Brief 1: According to the profile of Ben Lecomte, how many miles did he travel in his attempt to swim across the Pacific Ocean before stopping?
Brief 2: Please return everything in the profile of Ben Lecomte from "Ben is committed" down to "and your work.".

::: Excerpted text

Ben Lecomte is a long distance swimmer, adventurer and environmental campaigner. Ben grew up in the south of France where his love for the great outdoors began. In 1998 he swam across the Atlantic Ocean from the US to France, and last year he attempted to become the first person to swim across the Pacific Ocean, traveling 1,753 miles before calling it quits due to bad weather.
Ben is committed to using his passion to raise awareness about the health of our oceans and inspire change towards our relationship with plastic. In late 2019 he set off on a myth busting mission to uncover the truth about the Great Pacific Garbage Patch and swam a gruelling 300NW in the vortex of plastic waste, double the size of Texas! Our Founder, John spoke to Ben and asked him about his life, adventurers and what’s yet to come…
Hi Ben, it’s great to talk you and thanks so much for giving me the opportunity to hear more about your work and life. I’m John, I run an ethical sunglasses brand called Pala and we love to interview people who are right and the margins of environmental change and to that end you fit perfectly into that brief so I’m really looking forward to asking you a few questions about your life and your work.

::::::
::: Material supplied

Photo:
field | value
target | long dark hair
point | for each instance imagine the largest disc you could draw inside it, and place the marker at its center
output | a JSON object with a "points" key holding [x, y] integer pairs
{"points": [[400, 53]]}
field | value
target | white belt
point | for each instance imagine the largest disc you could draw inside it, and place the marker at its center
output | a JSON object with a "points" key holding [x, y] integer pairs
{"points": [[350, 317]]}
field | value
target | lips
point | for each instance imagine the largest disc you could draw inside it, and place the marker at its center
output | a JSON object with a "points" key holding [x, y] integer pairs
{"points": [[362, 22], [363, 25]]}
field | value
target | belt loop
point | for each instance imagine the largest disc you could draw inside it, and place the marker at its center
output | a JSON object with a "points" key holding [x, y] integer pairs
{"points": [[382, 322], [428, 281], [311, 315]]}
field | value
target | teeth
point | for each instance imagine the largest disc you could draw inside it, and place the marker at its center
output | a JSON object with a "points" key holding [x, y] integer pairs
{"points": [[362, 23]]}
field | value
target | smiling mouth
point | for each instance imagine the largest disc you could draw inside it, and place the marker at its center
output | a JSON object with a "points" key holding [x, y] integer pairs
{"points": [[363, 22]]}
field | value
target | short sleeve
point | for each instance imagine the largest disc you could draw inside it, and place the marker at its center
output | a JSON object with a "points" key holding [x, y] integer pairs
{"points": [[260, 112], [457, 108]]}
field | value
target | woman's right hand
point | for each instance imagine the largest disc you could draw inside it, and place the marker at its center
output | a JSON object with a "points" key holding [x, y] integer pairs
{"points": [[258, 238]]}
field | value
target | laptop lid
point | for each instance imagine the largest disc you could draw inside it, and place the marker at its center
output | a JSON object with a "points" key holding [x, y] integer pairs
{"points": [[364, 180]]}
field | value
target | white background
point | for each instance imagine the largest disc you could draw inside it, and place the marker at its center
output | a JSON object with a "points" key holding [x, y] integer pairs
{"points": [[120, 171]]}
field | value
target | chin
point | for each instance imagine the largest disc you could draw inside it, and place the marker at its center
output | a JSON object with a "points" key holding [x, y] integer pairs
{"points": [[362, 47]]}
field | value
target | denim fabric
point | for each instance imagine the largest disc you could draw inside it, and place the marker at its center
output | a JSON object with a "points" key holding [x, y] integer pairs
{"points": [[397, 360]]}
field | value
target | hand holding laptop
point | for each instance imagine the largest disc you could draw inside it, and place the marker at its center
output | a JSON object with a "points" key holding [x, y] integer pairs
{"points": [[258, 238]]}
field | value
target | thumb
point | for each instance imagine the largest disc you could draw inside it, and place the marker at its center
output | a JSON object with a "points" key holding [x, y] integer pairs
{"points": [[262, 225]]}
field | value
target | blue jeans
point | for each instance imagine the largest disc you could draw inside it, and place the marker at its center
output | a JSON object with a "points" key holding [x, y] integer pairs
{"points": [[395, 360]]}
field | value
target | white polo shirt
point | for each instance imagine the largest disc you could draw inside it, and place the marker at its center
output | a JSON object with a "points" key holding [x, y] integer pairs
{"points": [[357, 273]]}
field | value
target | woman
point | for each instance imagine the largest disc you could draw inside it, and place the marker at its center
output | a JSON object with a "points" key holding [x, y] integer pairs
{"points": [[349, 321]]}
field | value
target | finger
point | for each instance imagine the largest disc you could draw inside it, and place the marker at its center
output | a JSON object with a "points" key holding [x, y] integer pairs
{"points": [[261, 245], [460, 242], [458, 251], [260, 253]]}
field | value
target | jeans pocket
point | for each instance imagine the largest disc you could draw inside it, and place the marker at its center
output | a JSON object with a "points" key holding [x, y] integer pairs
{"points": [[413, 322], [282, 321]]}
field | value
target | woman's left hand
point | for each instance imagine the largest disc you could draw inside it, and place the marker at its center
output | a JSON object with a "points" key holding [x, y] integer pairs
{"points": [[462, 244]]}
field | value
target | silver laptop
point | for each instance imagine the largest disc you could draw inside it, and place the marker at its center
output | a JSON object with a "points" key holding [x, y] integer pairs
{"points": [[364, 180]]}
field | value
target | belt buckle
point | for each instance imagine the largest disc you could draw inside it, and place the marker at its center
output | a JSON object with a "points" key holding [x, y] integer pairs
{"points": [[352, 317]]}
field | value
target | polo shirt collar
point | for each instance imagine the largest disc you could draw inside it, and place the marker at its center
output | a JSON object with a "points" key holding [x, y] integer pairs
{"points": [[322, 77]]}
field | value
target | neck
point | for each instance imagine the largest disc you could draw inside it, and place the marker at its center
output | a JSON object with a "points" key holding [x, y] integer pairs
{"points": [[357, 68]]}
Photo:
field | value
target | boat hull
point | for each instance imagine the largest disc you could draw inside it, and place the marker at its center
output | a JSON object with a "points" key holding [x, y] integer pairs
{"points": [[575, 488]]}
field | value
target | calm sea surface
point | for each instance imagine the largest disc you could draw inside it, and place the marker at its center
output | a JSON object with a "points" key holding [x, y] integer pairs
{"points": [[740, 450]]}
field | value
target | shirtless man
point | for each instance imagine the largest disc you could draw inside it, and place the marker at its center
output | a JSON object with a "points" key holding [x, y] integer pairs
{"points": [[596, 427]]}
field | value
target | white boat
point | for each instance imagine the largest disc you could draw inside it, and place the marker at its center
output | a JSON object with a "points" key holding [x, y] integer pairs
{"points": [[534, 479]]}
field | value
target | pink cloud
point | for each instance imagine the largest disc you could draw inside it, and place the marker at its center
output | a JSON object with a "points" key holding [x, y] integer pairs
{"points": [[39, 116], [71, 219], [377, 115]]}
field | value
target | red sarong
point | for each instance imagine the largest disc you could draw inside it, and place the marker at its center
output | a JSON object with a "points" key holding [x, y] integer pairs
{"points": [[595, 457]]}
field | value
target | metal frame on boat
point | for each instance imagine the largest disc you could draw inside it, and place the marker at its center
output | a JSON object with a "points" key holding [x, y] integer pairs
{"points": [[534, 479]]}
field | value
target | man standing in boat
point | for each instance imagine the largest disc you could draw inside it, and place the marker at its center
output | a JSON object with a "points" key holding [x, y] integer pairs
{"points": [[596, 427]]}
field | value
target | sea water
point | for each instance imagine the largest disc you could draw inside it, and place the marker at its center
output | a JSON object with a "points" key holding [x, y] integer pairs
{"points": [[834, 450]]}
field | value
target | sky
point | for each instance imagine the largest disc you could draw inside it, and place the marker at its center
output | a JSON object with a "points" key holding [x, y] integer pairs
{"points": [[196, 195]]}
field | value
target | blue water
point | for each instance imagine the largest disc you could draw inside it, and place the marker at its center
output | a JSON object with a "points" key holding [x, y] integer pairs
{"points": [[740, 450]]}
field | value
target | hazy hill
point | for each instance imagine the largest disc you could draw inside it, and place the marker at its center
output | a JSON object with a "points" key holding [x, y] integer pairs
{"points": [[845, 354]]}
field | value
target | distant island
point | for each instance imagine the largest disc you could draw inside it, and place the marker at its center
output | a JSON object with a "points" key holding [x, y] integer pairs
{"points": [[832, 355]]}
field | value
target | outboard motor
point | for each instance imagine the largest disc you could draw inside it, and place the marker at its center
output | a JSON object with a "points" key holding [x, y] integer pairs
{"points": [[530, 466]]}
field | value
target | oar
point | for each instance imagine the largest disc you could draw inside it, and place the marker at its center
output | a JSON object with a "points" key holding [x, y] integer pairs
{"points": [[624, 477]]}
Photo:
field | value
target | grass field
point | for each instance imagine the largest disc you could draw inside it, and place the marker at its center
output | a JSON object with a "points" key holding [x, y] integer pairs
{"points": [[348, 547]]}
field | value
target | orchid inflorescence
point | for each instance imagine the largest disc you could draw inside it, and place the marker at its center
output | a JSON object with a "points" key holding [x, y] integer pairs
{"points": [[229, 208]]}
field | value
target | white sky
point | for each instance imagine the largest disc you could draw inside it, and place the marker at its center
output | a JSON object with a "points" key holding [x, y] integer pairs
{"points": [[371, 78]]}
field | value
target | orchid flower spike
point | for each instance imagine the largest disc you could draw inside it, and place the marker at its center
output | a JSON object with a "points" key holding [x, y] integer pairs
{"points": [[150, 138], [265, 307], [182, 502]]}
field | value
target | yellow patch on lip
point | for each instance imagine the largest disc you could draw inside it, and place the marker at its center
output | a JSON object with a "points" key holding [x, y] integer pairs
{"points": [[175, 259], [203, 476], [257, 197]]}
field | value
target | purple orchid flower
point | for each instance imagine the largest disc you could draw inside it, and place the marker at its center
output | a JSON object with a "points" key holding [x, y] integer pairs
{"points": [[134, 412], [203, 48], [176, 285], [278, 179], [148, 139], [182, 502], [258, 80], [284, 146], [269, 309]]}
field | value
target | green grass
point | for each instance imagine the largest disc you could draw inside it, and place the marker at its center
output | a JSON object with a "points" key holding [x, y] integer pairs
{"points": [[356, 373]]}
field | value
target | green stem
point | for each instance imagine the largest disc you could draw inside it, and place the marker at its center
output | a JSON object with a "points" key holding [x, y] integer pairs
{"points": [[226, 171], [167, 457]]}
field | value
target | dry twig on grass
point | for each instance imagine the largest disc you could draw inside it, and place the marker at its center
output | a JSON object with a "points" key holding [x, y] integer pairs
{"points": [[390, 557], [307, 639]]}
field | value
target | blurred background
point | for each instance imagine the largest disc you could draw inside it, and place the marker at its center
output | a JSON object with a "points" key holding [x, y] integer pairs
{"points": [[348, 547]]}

::::::
::: Material supplied

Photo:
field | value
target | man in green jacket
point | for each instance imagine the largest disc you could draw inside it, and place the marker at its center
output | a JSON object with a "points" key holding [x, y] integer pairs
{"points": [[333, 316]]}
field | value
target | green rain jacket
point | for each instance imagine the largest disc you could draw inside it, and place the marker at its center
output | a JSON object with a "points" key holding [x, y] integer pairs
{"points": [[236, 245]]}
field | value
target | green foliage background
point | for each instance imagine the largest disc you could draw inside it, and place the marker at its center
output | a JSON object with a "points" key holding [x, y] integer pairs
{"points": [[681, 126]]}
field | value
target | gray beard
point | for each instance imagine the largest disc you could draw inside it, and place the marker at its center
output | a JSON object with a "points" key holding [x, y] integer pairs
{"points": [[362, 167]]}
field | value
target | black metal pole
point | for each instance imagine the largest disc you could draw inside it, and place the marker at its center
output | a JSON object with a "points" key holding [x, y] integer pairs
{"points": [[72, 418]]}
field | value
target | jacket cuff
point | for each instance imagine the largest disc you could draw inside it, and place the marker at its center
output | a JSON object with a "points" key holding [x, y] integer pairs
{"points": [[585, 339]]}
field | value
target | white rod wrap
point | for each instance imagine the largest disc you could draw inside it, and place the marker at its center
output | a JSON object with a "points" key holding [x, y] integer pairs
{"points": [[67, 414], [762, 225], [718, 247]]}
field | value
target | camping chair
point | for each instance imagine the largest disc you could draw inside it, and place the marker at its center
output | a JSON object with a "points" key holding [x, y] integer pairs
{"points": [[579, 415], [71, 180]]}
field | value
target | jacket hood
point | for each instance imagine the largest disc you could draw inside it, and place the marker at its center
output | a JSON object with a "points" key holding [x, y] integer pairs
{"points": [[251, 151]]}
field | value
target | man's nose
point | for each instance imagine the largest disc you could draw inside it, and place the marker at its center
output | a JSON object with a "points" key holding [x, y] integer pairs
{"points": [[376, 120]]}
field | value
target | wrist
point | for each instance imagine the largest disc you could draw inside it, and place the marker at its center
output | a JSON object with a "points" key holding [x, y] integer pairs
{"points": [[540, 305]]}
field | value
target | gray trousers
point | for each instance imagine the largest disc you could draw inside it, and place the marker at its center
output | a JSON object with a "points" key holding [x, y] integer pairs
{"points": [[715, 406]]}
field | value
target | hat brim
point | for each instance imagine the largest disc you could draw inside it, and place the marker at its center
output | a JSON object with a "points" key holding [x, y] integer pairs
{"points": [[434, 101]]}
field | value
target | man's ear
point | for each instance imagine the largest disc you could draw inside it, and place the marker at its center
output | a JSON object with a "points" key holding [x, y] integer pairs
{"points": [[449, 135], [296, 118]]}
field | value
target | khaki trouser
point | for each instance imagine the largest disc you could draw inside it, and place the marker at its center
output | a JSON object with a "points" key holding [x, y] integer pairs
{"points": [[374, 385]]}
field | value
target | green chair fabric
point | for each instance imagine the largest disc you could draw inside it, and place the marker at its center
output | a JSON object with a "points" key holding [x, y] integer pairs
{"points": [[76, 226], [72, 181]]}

::::::
::: Material supplied

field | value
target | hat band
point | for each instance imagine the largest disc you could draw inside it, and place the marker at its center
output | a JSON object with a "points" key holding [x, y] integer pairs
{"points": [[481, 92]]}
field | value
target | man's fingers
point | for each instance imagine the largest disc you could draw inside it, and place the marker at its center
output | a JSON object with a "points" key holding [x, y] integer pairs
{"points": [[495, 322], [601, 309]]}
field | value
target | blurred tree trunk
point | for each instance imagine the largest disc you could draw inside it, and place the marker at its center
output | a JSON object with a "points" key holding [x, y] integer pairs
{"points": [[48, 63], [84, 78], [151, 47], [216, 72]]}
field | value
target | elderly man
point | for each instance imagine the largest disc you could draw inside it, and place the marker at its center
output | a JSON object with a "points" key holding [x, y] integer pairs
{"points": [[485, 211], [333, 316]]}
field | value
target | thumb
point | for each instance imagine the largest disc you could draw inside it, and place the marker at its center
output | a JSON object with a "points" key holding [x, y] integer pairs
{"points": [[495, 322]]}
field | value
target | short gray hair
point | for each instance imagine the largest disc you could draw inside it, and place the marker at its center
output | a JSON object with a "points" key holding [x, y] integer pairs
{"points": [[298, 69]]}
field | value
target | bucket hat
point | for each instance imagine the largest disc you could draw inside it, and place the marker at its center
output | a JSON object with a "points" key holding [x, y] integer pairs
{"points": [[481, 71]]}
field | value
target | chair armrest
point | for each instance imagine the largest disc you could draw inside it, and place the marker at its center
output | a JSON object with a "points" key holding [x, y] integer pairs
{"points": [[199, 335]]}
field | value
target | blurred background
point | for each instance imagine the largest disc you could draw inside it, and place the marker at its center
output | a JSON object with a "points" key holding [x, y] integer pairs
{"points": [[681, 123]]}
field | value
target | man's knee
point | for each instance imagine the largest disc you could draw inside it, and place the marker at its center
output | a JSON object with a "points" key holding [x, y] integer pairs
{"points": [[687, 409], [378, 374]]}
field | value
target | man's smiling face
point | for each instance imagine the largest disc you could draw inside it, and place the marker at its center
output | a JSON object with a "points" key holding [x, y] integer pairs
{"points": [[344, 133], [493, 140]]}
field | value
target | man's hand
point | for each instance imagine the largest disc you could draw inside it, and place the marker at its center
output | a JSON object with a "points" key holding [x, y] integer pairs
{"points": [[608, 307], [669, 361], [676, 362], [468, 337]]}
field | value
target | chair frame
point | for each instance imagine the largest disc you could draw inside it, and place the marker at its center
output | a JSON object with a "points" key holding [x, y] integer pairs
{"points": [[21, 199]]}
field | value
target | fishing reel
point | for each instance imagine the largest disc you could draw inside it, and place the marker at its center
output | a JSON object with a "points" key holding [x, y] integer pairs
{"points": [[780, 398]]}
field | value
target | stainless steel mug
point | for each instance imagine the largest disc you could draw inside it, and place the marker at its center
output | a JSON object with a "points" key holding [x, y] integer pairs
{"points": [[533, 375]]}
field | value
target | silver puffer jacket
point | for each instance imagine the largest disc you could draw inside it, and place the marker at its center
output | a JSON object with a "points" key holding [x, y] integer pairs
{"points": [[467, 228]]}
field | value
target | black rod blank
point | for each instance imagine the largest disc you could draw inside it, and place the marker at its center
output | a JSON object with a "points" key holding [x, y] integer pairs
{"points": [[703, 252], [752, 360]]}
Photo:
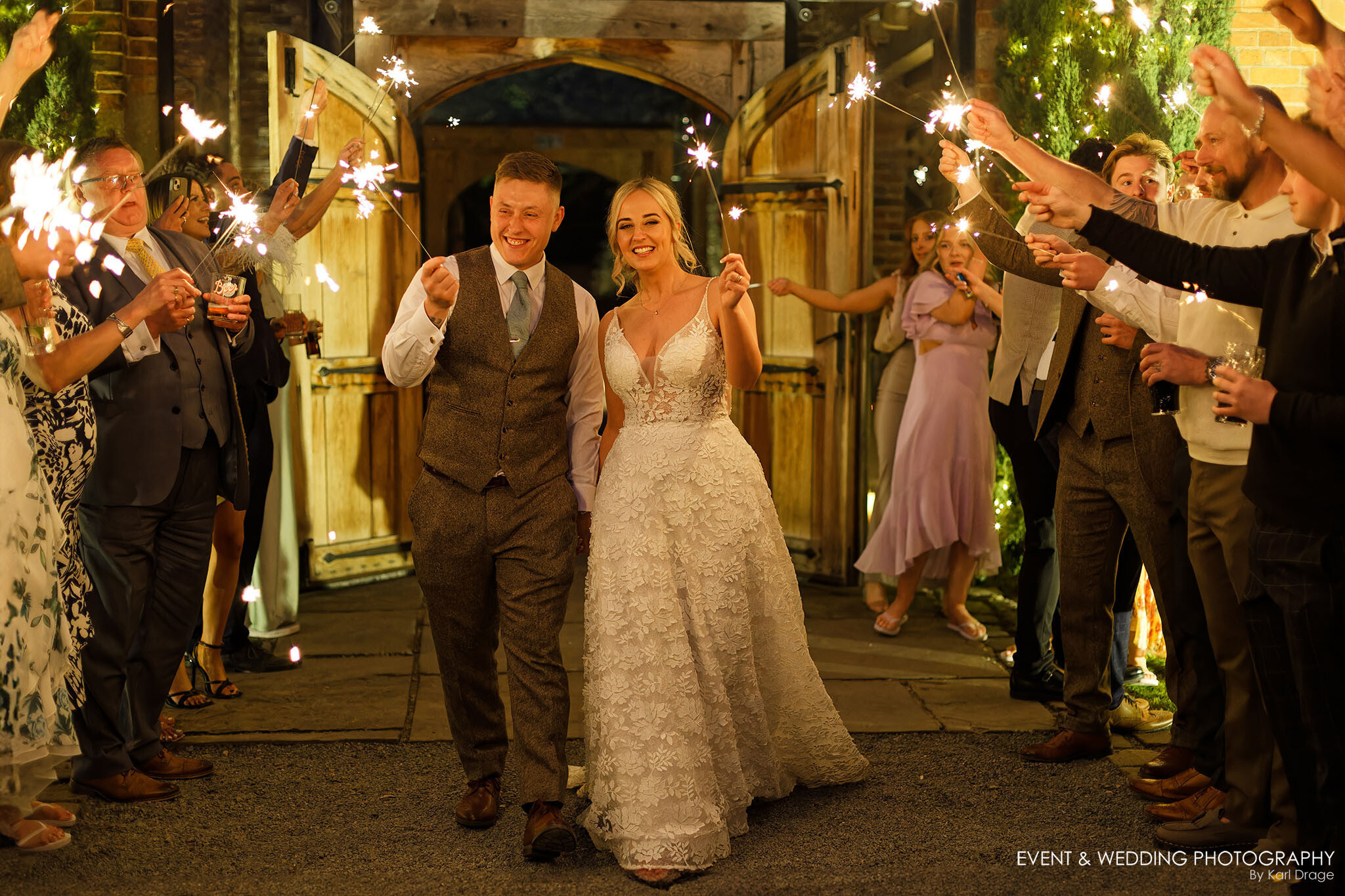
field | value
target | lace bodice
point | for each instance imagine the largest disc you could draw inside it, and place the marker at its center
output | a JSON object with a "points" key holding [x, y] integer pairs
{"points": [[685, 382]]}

::::::

Response 1: 1,753 miles.

Response 2:
Ben is committed to using his passion to raise awareness about the health of our oceans and inspire change towards our relationship with plastic. In late 2019 he set off on a myth busting mission to uncover the truth about the Great Pacific Garbage Patch and swam a gruelling 300NW in the vortex of plastic waste, double the size of Texas! Our Founder, John spoke to Ben and asked him about his life, adventurers and what’s yet to come…
Hi Ben, it’s great to talk you and thanks so much for giving me the opportunity to hear more about your work and life. I’m John, I run an ethical sunglasses brand called Pala and we love to interview people who are right and the margins of environmental change and to that end you fit perfectly into that brief so I’m really looking forward to asking you a few questions about your life and your work.